PODANY TEKST:
^^^^

Irytującym elementem jest plastikowy napis ASOLO umieszczony po zewnętrznej stronie obu butów w ten sposób, że w skórze wycięty jest prostokąt, który podszyty jest skórą z naklejonymi na nią literami. Zupełnie niepotrzebnie zwiększa to liczbę szwów i powierzchnię, która może nasiąkać wodą. W dodatku zbiera się tam brud, a w czasie impregnacji - wosk. W nowszych modelach butów ASOLO zrezygnowało już z tego logo.
Praktycznie wszędzie stosowane są podwójne szwy - dwa idące równolegle do siebie ściegi. Gdyby tak nie było, dużym problemem byłoby to, że na wzmocnieniu z tyłu buta, w miejscu, gdzie biegnie ścięgno achillesa, jedna z nitek wyszła spod skóry i odstawała (przetarła ją lub przerwała - możliwe, że szew był za płytko pod skórą). Druga jednak pewnie trzyma, więc po prostu poprosiłem szewca, aby delikatnie chwycił odstającą nitkę cienką igłą.

^^^^

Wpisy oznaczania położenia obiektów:
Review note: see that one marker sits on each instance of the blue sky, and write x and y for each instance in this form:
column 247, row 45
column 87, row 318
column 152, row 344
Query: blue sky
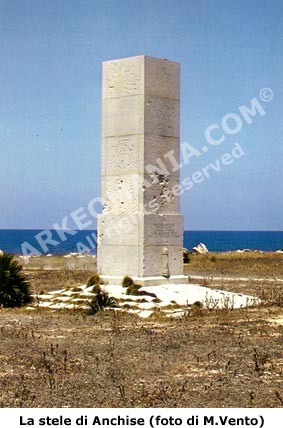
column 50, row 104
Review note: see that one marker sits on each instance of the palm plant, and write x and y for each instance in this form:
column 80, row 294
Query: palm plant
column 14, row 288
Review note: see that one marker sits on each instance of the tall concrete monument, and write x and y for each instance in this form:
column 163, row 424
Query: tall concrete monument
column 140, row 230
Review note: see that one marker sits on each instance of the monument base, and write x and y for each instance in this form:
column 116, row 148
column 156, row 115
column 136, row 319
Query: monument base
column 147, row 280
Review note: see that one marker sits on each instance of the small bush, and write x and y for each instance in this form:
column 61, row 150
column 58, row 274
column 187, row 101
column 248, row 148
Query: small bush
column 133, row 289
column 100, row 301
column 94, row 280
column 14, row 288
column 127, row 282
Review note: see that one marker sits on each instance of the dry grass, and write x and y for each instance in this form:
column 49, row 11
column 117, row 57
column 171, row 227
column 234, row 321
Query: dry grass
column 214, row 359
column 254, row 264
column 228, row 358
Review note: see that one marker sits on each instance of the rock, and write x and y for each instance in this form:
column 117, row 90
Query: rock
column 200, row 249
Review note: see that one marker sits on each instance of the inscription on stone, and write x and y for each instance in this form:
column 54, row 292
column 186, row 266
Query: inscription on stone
column 167, row 230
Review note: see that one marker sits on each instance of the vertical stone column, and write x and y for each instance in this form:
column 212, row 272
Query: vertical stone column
column 140, row 225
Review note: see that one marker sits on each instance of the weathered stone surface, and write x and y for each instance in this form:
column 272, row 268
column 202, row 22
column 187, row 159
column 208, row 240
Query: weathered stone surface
column 140, row 224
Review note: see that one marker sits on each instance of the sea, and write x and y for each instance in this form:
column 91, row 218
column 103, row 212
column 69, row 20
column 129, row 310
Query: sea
column 14, row 241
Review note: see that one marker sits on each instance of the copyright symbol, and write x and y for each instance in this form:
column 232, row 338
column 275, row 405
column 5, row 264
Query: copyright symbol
column 266, row 94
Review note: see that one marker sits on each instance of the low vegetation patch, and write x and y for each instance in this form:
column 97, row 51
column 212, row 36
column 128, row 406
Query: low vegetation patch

^^^^

TREŚĆ POLECENIA: Skopiuj bez zmian fragment tekstu o butach ASOLO: zacznij od słów „Irytującym elementem jest” i zakończ na słowach „nitkę cienką igłą.”.

WYNIK ZADANIA:
Irytującym elementem jest plastikowy napis ASOLO umieszczony po zewnętrznej stronie obu butów w ten sposób, że w skórze wycięty jest prostokąt, który podszyty jest skórą z naklejonymi na nią literami. Zupełnie niepotrzebnie zwiększa to liczbę szwów i powierzchnię, która może nasiąkać wodą. W dodatku zbiera się tam brud, a w czasie impregnacji - wosk. W nowszych modelach butów ASOLO zrezygnowało już z tego logo.
Praktycznie wszędzie stosowane są podwójne szwy - dwa idące równolegle do siebie ściegi. Gdyby tak nie było, dużym problemem byłoby to, że na wzmocnieniu z tyłu buta, w miejscu, gdzie biegnie ścięgno achillesa, jedna z nitek wyszła spod skóry i odstawała (przetarła ją lub przerwała - możliwe, że szew był za płytko pod skórą). Druga jednak pewnie trzyma, więc po prostu poprosiłem szewca, aby delikatnie chwycił odstającą nitkę cienką igłą.